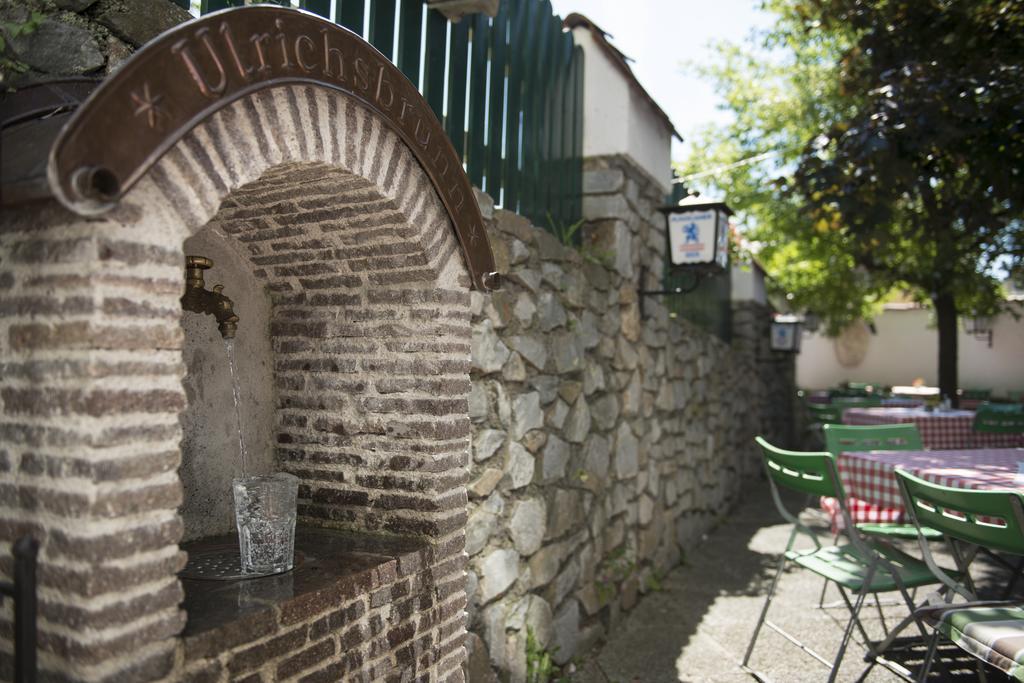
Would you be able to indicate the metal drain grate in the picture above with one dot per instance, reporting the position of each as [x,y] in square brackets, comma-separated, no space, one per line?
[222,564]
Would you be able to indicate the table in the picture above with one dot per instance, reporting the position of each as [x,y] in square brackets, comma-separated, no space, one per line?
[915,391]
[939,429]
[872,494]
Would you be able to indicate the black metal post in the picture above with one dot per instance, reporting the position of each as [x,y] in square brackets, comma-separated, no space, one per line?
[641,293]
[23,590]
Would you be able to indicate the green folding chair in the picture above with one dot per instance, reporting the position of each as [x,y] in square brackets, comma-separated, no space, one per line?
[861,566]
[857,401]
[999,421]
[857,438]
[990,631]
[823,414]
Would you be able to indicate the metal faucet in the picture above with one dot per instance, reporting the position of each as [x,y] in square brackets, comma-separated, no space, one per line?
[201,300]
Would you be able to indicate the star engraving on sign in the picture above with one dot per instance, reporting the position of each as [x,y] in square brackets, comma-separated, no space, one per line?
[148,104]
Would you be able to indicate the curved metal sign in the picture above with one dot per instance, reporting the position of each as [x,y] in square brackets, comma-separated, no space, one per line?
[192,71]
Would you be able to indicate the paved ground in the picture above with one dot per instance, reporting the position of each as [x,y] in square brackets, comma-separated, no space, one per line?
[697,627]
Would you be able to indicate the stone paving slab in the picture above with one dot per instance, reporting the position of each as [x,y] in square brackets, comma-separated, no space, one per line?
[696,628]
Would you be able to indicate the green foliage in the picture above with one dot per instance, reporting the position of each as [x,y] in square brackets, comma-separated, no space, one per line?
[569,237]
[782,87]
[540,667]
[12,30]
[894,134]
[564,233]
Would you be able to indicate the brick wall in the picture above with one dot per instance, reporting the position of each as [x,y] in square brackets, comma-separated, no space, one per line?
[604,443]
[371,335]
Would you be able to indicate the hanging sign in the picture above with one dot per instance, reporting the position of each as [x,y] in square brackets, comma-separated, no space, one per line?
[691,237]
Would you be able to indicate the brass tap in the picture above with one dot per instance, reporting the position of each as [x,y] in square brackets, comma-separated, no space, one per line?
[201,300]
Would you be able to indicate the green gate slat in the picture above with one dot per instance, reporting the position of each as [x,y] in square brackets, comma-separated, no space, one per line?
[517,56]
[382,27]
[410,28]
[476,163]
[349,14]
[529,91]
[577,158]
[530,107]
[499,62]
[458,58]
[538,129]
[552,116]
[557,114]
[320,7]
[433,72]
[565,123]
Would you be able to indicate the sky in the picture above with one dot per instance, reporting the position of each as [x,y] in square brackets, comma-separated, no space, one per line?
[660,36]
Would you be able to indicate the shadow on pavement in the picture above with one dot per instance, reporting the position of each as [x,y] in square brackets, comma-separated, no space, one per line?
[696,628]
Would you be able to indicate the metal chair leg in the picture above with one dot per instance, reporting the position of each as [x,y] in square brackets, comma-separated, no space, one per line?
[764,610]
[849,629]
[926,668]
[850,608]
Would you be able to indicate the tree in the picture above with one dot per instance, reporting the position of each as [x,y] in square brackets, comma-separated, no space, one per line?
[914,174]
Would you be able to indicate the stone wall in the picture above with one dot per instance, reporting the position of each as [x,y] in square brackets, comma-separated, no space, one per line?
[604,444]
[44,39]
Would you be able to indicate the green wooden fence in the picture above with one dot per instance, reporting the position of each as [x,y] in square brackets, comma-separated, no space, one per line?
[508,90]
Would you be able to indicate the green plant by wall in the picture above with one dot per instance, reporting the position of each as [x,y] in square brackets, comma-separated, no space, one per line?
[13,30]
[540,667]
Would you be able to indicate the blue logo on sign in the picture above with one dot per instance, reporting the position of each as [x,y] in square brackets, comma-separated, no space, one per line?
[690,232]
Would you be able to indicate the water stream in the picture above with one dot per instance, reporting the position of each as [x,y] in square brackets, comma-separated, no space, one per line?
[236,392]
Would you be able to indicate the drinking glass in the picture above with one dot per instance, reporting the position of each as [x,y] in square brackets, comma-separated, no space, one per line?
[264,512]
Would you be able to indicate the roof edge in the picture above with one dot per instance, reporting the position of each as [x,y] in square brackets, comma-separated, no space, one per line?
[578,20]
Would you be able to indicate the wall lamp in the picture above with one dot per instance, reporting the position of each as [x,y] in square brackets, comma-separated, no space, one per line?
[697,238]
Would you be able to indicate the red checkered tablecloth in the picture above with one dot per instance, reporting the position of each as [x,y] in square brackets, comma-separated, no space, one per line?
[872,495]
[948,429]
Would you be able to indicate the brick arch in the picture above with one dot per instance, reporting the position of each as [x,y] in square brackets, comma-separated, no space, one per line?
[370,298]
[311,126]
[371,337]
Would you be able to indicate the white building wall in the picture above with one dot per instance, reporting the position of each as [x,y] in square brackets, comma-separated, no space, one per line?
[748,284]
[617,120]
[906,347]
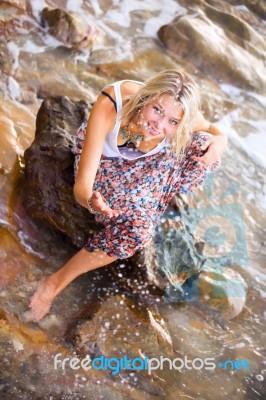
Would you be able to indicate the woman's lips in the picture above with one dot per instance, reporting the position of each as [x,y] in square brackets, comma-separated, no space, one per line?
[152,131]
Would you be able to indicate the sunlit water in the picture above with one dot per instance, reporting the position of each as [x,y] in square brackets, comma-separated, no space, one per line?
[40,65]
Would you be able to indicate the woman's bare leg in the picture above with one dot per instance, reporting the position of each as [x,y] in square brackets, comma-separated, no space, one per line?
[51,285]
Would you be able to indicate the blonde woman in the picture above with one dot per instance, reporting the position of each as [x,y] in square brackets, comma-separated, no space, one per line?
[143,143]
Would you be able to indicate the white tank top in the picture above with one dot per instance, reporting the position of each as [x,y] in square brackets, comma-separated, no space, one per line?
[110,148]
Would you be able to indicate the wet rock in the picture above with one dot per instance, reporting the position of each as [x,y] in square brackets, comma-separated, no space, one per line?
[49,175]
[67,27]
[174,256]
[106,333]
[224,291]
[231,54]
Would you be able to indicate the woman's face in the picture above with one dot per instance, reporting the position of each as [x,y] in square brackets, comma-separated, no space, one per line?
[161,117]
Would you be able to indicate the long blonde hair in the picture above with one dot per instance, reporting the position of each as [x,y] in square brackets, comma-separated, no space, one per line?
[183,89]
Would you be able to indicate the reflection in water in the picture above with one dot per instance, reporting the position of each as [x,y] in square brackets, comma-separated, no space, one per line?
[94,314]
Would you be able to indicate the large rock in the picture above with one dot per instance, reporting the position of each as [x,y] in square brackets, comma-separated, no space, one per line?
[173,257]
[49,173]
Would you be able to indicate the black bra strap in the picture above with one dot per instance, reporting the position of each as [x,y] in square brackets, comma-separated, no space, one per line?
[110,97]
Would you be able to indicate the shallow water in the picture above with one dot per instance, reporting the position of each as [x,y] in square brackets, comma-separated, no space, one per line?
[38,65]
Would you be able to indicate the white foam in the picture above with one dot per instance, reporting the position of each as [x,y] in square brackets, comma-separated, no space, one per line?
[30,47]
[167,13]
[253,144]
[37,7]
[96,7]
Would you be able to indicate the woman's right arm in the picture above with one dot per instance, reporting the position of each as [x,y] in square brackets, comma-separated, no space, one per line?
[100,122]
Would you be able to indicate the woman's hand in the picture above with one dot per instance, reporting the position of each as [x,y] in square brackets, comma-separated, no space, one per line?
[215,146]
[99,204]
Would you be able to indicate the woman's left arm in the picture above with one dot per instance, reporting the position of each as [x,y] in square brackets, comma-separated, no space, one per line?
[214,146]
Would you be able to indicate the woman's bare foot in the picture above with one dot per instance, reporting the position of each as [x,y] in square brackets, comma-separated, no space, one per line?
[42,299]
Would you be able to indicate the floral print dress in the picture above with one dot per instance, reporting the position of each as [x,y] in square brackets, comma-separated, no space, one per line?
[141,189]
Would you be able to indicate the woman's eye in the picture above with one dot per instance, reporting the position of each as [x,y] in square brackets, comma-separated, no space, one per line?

...

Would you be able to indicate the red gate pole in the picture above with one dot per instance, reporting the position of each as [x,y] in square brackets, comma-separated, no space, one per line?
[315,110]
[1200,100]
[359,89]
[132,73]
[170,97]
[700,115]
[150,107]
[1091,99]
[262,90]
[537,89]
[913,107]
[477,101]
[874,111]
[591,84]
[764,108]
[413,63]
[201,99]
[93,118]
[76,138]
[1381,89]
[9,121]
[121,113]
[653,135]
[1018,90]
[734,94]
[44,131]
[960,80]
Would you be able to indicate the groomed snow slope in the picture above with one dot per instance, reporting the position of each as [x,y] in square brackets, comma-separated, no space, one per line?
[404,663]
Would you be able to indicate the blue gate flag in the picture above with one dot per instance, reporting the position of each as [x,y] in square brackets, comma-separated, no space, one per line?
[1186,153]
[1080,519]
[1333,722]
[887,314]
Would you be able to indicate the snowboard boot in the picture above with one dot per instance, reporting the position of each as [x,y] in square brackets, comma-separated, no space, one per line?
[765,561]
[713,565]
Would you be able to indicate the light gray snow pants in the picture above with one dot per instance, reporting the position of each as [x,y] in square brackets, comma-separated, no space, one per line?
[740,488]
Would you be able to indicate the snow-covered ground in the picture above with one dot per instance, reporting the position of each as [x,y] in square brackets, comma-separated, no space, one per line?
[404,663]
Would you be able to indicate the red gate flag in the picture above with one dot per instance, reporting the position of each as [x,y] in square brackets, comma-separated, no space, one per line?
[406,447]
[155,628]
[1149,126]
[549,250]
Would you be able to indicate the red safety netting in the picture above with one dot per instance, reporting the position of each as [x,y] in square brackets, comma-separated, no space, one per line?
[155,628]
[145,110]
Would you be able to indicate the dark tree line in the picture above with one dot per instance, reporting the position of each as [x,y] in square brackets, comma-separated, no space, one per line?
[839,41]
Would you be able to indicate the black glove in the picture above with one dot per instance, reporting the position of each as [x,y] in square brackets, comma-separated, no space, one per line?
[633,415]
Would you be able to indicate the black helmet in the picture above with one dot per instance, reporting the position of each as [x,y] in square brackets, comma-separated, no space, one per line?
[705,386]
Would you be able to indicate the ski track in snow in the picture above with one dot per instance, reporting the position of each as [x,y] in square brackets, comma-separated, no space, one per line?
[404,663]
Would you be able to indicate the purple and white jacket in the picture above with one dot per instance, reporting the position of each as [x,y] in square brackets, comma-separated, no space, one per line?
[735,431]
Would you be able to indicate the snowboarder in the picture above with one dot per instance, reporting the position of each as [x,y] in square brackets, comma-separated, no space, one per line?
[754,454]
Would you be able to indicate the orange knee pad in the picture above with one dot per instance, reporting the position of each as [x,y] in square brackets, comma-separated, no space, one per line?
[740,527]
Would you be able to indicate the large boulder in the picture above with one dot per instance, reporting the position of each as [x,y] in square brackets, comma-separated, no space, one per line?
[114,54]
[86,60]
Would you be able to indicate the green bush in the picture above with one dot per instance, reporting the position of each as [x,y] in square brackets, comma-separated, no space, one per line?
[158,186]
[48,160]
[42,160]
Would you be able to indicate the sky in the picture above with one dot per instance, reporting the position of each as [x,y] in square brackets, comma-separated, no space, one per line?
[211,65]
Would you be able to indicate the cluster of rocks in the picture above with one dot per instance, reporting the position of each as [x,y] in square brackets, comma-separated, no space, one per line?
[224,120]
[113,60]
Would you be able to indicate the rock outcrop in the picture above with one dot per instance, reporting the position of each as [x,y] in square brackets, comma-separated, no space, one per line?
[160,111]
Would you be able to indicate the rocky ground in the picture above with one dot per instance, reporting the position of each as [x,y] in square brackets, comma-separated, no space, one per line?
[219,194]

...

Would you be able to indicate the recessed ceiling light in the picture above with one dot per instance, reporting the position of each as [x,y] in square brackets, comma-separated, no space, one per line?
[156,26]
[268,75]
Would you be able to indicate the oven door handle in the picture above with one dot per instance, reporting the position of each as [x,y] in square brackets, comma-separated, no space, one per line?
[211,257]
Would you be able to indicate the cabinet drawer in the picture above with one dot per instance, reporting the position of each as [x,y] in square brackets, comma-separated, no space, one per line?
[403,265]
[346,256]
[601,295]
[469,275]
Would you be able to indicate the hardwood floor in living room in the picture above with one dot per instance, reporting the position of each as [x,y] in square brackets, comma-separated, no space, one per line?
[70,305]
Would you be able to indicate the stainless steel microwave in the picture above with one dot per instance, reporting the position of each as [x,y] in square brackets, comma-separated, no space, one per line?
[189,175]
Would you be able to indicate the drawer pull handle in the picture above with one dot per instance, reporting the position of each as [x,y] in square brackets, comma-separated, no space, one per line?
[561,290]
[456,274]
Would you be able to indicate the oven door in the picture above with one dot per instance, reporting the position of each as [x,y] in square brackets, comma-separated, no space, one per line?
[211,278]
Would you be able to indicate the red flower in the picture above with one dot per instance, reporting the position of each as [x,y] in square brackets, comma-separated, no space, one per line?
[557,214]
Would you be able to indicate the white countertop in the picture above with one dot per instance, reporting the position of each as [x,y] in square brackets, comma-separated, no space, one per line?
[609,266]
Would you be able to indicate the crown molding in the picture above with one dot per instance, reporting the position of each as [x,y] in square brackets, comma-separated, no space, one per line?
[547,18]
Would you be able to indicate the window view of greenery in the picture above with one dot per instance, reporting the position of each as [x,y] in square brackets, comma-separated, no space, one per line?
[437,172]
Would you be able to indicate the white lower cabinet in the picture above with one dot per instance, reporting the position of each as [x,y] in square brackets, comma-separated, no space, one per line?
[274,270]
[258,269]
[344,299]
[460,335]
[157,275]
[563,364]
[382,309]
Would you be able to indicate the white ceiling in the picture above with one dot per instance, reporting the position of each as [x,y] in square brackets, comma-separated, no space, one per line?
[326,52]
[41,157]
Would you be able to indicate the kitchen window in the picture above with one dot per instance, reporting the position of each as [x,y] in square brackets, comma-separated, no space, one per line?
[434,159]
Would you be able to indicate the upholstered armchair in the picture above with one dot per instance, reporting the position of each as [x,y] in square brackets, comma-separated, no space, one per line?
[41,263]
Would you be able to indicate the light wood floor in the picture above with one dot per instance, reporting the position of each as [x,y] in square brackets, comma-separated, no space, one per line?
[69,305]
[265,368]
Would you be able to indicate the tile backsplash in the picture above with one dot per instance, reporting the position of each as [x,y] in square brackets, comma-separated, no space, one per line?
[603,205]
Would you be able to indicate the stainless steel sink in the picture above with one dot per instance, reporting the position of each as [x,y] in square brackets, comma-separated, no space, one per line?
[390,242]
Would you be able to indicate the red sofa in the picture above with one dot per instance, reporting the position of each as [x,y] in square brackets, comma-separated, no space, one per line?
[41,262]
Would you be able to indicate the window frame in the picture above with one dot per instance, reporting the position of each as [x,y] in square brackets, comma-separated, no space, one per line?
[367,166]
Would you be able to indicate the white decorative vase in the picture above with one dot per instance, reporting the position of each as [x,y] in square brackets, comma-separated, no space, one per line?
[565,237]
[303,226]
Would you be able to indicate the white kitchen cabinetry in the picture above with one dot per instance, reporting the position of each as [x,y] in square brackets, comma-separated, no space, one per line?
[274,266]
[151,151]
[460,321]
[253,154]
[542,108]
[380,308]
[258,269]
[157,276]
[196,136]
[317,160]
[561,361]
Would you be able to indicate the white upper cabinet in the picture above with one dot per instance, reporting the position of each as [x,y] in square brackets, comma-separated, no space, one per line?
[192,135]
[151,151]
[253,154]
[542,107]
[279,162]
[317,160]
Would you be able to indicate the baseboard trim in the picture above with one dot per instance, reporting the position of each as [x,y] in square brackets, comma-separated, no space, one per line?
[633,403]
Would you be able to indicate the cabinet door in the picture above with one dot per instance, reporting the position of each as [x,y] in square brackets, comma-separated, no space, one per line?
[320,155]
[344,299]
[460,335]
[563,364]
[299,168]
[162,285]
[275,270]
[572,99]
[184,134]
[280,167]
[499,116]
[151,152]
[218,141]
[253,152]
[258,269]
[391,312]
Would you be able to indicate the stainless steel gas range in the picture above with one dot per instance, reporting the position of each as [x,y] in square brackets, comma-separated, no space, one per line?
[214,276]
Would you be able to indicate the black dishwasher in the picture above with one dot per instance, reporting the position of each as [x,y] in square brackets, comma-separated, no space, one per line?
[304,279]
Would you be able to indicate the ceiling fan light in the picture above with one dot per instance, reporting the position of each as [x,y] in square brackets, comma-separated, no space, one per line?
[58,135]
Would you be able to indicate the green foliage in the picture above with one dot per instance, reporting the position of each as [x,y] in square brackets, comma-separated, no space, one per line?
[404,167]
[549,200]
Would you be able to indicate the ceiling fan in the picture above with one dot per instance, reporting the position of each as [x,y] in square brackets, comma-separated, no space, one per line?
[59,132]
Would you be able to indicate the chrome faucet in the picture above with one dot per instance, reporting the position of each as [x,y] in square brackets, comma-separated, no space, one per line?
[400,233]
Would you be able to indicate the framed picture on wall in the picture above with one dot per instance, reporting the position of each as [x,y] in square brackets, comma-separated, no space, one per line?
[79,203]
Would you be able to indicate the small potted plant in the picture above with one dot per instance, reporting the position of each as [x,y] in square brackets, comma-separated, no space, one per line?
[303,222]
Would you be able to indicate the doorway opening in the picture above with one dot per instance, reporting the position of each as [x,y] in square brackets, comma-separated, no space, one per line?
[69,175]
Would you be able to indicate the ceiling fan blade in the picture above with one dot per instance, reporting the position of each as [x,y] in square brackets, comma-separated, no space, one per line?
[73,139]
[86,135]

• [Written instruction] Return every line from the listing above that contains the word "plant".

• [Solved exercise]
Would you be able to indicate the green plant by wall in the picture above with one dot per instance, reporting the position of each as [x,y] in square brackets, comma-separated, no space, one per line?
Would you be able to indicate the small potted plant in the picture above with one dot per instance, reporting the position of each as [x,y] in square brackets, comma-separated, no space, one per line?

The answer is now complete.